▸ Extrait fourni
La présence de quelque 3,6 millions d’exilés ayant fui la guerre dans le pays voisin a donné lieu à une surenchère xénophobe lors de la campagne présidentielle. Ils restent menacés d’expulsion. Par Madjid Zerrouky dans Le Monde du 31 mai 2023.
« Je suis contente. Et soulagée. » Devant la porte de la petite pièce où elle vit, Wafa, 33 ans, contemple dans l’obscurité naissante les lueurs d’un feu d’artifice tiré dans le lointain, alors que, en début de soirée, dimanche 28 mai, des partisans de l’AKP fêtent la victoire de Recep Tayyip Erdogan dans un quartier de la banlieue sud d’Alexandrette.
Quelques clameurs parviennent jusqu’au petit groupe de réfugiés syriens échoués le long d’une quatre-voies qui coupe la zone en deux, au milieu d’un bric-à-brac de vieux ateliers. C’est dans l’un d’eux que vivent Wafa et sa mère. A l’extérieur, six autres familles cohabitent dans des tentes. Tous vivaient à Antakya, à plus d’une heure de route, avant que le séisme du 6 février ne les jette à la rue. Au moins 50 000 personnes ont perdu la vie lors du tremblement de terre, dont des milliers dans la ville. « C’est un stress permanent : le séisme, les élections… »,poursuit Wafa.

▸ Consignes à suivre
1/ Traduisez en anglais cette phrase de l'article sur les réfugiés syriens : « A l’extérieur, six autres familles cohabitent dans des tentes. »
2/ Recopiez mot pour mot le passage de l'article sur les réfugiés syriens qui s'ouvre sur les mots contenant « La présence de » et se clôt sur « 31 mai 2023. ».
Les lignes qui viennent ensuite forment un matériau indépendant de l'article.

(Lignes extraites)
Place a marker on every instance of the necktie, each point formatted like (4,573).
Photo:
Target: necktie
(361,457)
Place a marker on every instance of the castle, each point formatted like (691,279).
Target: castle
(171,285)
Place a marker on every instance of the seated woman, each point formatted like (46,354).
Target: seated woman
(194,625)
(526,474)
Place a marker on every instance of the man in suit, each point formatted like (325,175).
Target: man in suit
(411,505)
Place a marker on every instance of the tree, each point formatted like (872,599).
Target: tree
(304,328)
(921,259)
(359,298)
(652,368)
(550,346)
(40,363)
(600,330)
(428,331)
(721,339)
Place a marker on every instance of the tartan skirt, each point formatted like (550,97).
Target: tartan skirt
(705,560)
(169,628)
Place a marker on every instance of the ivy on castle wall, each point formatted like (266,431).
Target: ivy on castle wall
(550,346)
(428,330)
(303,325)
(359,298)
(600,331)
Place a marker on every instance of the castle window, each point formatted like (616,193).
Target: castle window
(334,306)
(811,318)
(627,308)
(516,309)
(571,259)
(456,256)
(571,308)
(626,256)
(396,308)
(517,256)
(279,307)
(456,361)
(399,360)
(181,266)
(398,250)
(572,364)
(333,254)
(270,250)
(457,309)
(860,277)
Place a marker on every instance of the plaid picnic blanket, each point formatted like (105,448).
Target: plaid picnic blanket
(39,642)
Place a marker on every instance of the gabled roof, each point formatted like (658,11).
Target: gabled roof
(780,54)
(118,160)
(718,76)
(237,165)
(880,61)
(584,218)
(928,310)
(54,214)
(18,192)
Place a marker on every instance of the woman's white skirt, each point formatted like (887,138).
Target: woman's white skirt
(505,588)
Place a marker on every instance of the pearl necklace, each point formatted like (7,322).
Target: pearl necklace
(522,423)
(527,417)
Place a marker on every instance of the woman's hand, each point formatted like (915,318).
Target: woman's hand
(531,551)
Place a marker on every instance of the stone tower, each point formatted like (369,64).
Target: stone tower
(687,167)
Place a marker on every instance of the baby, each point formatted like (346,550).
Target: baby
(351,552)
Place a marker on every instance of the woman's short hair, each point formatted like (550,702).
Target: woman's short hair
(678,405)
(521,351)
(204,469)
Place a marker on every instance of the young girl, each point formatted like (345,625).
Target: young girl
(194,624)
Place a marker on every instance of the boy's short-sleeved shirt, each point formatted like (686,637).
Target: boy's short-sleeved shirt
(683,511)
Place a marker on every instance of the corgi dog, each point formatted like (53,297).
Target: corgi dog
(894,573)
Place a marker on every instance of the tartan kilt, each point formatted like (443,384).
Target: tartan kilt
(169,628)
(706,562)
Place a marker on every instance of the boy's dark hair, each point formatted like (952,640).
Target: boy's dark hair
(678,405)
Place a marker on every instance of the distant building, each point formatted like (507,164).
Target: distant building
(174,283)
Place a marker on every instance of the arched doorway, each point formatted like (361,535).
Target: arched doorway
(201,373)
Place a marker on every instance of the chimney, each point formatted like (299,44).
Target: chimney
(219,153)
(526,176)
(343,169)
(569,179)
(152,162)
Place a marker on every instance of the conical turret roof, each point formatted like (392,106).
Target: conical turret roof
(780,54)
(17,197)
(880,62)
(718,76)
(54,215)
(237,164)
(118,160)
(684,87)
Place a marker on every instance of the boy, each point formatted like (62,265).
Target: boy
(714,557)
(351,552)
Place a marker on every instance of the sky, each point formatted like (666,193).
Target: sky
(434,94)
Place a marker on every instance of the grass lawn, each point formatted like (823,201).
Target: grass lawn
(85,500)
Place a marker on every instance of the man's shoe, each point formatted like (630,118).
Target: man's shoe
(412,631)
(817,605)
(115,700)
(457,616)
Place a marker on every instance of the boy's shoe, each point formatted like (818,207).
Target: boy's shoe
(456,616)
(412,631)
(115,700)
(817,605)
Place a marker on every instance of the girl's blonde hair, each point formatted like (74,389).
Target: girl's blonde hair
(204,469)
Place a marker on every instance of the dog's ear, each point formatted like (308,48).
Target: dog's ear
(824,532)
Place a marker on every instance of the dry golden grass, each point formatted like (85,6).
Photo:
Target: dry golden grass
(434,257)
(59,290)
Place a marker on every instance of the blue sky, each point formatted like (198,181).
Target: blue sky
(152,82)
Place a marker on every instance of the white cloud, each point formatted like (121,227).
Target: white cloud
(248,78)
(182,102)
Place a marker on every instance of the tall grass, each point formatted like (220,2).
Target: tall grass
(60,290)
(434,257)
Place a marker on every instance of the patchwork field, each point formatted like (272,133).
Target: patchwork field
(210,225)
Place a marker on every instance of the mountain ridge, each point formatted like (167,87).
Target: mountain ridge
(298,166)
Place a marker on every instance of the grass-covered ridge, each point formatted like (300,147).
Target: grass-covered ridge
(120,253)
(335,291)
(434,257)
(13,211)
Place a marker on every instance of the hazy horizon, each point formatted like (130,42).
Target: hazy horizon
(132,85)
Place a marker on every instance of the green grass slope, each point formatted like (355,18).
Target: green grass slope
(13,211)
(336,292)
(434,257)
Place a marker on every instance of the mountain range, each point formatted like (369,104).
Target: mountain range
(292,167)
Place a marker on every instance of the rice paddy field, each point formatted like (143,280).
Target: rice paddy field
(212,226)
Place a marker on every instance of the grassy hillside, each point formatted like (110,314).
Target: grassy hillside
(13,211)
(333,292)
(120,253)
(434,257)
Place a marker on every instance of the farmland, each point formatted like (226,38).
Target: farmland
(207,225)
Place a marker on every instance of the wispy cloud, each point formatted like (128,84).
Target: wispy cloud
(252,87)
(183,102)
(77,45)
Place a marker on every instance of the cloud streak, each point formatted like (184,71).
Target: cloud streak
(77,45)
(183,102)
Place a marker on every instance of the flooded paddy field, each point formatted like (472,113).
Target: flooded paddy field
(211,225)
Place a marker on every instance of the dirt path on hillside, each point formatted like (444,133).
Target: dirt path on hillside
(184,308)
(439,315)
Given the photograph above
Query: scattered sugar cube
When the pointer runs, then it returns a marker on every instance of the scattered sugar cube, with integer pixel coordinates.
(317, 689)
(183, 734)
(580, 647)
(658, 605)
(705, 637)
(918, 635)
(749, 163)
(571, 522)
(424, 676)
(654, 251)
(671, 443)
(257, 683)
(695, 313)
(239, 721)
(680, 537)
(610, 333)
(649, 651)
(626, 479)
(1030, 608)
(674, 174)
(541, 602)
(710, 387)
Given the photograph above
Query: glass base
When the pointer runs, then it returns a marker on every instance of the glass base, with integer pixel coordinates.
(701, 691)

▸ Réponses attendues
1/ Outside, six other families live together in tents.

2/
La présence de quelque 3,6 millions d’exilés ayant fui la guerre dans le pays voisin a donné lieu à une surenchère xénophobe lors de la campagne présidentielle. Ils restent menacés d’expulsion. Par Madjid Zerrouky dans Le Monde du 31 mai 2023.